[START DATASET]
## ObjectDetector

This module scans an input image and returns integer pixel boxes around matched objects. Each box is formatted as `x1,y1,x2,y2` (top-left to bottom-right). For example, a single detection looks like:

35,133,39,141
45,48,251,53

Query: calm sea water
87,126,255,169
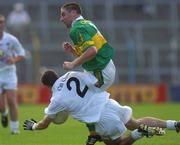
[END DATASET]
Retype the lines above exactly as they appear, leaving out the pictures.

### RESULT OF THE TASK
## ObjectDetector

This module scans an input image and returns integer pixel boxes around matched objects. Each box is formatted as `x1,y1,x2,y2` (top-left to bottom-right). For example, a single detection looks like:

35,133,39,141
45,48,251,53

Query: calm sea water
87,126,255,169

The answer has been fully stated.